# [Text passage]
***

She ended, abruptly, staring at the wall over my head. "Sign-talker," she said, severely, "too much drinking may have made that great soldier-chief foolish on that day when he died. I have seen whiskey do such things. Our own chiefs have signed too many papers with their thumbs when whiskey was doing their thinking for them. Our old men were not whiskey drinkers. But lately our men drink, and do not care who laughs."
"Tell me about Half-yellow-face and White-swan and Curly," I suggested, to get her back to her story.
"Ahh, Curly did not come back for a long time," she said. "He found the blue soldiers who were with The-other-one and The-limping-one, and went with them to the place where the big fighting had been. It was not until after some white men took him to Washington that Curly talked, and then his tongue was not very straight.
"When Half-yellow-face and White-swan got back we heard their story, and it was like hearing the dead speak, because we thought they had been killed. They said that they had not understood, and had gone with the little chief [Reno] by mistake.
"The Lacota set the country afire to drive them off. It was here that White-swan got shot in the hand. His hand was never any good after that day. He was also shot in the foot and in the shoulder. But the bullet only burned his shoulder, making a bloody mark there that was not bad. They stayed in that hole, even when the smoke of the Lacota fire nearly smothered them, for two days and two nights; and some of the Arickara wolves were in there with them.
"Finally the Lacota and Cheyenne left the Little Bighorn, and then the walking-soldiers came. Half-yellow-face said that they were very glad to see the walking-soldiers, because White-swan's wounds were swelling, and looked very bad, and because they all wanted to get something to eat."

***

# [Task inputs]
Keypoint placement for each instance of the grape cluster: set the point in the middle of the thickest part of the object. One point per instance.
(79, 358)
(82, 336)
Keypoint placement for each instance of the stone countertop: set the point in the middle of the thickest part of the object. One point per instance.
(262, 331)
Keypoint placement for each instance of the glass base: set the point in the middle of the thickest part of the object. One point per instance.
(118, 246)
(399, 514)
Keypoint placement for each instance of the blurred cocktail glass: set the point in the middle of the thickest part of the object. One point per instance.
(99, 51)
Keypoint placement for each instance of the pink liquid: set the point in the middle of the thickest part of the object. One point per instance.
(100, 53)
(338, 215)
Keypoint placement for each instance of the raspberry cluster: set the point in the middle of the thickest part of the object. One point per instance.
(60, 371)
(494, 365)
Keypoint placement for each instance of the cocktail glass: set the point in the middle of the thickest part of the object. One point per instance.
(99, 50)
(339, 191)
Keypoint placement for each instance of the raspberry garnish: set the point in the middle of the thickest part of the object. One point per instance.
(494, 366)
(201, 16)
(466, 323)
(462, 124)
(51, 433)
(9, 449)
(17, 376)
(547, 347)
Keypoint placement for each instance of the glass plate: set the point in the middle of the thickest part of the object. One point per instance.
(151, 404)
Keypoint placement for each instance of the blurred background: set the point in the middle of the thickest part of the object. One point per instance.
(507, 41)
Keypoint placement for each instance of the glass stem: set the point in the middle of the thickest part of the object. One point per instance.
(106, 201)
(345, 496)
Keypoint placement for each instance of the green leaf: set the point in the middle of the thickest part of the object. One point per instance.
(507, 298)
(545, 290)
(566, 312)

***

# [Problems to solve]
- A) Return, word for word, every line of the records from the line containing "Keypoint placement for each instance of the glass stem: set" through the final line of the records.
- B) Write the next part of the passage on White-swan and Half-yellow-face, picking up after its final sentence.
The records and the passage on White-swan and Half-yellow-face come from unrelated sources.

# [Expected outputs]
- A)
Keypoint placement for each instance of the glass stem: set the point in the middle of the thickest part of the object. One point per instance.
(106, 201)
(345, 496)
Keypoint placement for each instance of the green leaf: set the point in the middle of the thickest part of the object. One point per instance.
(507, 298)
(545, 290)
(566, 312)

- B)
She hesitated a little now, and then as though to wipe away any possibly detracting statement that she had made about General Custer, she said: "Even if Son-of-the-morning-star had not divided his men he would have been whipped and killed, because he was being blown by the winds. If The-other-one, Three-stars, The-limping-one, and Son-of-the-morning star had kept together they would have whipped the Lacota and Cheyenne; but no one of them could have done this. There were too many Lacota, too many Cheyenne.
"Two years after this bad day Half-yellow-face took my man, Goes-ahead, and me, over the ground where all these things happened. Yes," she added, "and for more than a year my people found dead blue soldiers and dead Lacota far from the Little Bighorn. I remember that in the summer following the big fight my people found four blue soldiers together, one of them a chief, beyond Big-shoulder, on Bear-in-the-middle creek. This is six miles from the fighting-place on the Little Bighorn. Our men said that, by the clothes he wore, they knew that one of these dead horse-soldiers was a chief."
Here, suddenly reminded of her duty, Pretty-shield stood up, her blanket falling to the floor. "Ahh!" she exclaimed, glancing at the window, "the sun is low down. I have talked about war until I forgot my children. I will come again. Ho!"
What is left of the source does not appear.